DevOps is the intersection of Development and Operations, application release processes. When working on an application, the developer's main goal is to deliver the result to the end user, regardless of whether you use the Agile or Waterfall approach. The user must be able to use the app no matter what.
DevOps means making this continuous delivery process faster with minimal errors and preventing bugs. So, DevOps provides high-quality and well-tested improvements delivered to users.
This article accompanies the webinar which I had you can watch the full version.
What are the challenges that DevOps is supposed to solve?
The first and most important one is:
Miscommunications
Miscommunications and lack of collaboration between developers and operations. DevOps has to keep in mind that releasing an application includes the following:
- Coding the app, deploying, and running it;
- Developers are responsible for coding, and operations are responsible for running.
Developers usually face the problem of "I wrote an application, but I can not deploy and run it", while operations deal with the "I am running the app, but I don't know how it works". Developers code without considering where and how it will be deployed. And Operations try to deploy without understanding what and why they are deploying.

> [Recorded information]

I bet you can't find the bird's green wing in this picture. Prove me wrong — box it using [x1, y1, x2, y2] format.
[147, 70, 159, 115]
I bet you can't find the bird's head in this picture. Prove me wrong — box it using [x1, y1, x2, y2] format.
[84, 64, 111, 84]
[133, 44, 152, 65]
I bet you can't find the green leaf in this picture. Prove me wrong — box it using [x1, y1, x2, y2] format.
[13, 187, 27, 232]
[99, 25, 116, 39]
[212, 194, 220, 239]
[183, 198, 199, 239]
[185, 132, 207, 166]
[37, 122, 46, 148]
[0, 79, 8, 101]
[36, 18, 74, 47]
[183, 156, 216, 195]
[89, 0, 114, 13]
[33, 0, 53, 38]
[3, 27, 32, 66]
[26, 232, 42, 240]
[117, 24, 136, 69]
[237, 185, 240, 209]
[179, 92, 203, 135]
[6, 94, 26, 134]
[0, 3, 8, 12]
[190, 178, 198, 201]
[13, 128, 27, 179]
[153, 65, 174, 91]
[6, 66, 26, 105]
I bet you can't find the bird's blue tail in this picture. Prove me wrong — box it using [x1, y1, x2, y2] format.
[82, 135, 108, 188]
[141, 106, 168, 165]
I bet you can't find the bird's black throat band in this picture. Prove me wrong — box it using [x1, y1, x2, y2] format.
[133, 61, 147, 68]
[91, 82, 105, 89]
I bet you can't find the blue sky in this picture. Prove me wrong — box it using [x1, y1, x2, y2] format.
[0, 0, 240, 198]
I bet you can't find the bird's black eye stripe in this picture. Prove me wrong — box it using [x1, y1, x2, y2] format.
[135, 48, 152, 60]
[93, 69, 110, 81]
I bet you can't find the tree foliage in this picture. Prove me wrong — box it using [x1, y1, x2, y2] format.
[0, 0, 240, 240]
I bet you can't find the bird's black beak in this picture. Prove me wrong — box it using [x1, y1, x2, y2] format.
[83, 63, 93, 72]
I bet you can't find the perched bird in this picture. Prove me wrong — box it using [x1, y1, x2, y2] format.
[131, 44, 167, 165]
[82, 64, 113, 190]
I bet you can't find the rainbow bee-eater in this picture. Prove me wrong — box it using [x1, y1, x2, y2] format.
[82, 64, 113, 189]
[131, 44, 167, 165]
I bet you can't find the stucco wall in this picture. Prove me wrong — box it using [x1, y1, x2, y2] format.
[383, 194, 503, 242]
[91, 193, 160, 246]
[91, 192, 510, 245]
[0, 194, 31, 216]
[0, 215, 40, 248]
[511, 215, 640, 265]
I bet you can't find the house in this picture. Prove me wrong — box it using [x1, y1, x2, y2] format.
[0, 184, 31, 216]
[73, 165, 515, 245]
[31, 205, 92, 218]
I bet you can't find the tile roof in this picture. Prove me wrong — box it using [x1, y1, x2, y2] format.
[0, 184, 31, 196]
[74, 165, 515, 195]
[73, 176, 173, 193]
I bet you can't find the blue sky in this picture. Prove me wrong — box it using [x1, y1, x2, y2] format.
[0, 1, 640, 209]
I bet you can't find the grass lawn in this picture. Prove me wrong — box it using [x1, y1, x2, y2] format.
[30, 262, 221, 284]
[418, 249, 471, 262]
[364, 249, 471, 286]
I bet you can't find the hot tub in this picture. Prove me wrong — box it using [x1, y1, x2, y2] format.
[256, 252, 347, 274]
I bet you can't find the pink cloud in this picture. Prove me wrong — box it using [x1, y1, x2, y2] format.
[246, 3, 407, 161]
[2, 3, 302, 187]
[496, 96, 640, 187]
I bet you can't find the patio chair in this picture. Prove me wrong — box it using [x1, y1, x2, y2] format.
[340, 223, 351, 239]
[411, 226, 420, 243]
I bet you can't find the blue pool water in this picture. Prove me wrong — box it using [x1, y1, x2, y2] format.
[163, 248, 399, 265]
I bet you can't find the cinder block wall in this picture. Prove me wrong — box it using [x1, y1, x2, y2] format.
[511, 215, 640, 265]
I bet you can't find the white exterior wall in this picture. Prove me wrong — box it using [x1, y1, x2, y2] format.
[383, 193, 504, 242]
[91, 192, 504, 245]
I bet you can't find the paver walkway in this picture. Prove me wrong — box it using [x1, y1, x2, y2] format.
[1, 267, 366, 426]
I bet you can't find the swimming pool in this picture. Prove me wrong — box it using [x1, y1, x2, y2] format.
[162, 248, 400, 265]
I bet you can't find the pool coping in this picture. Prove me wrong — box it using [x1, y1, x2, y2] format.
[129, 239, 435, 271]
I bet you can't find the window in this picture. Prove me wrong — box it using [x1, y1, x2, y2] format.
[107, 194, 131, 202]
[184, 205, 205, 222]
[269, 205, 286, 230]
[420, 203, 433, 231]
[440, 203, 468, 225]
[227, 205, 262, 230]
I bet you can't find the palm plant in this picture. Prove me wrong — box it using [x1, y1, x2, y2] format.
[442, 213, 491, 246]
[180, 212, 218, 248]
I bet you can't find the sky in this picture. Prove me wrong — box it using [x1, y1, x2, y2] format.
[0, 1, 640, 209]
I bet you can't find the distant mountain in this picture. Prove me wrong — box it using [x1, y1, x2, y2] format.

> [Objective 1] In the DevOps passage, which group is responsible for running the application?
> [Objective 2] Return the part of the DevOps passage from "DevOps means making" up to and including "supposed to solve?", copied word for word.

> [Expected output 1] Operations

> [Expected output 2]
DevOps means making this continuous delivery process faster with minimal errors and preventing bugs. So, DevOps provides high-quality and well-tested improvements delivered to users.
This article accompanies the webinar which I had you can watch the full version.
What are the challenges that DevOps is supposed to solve?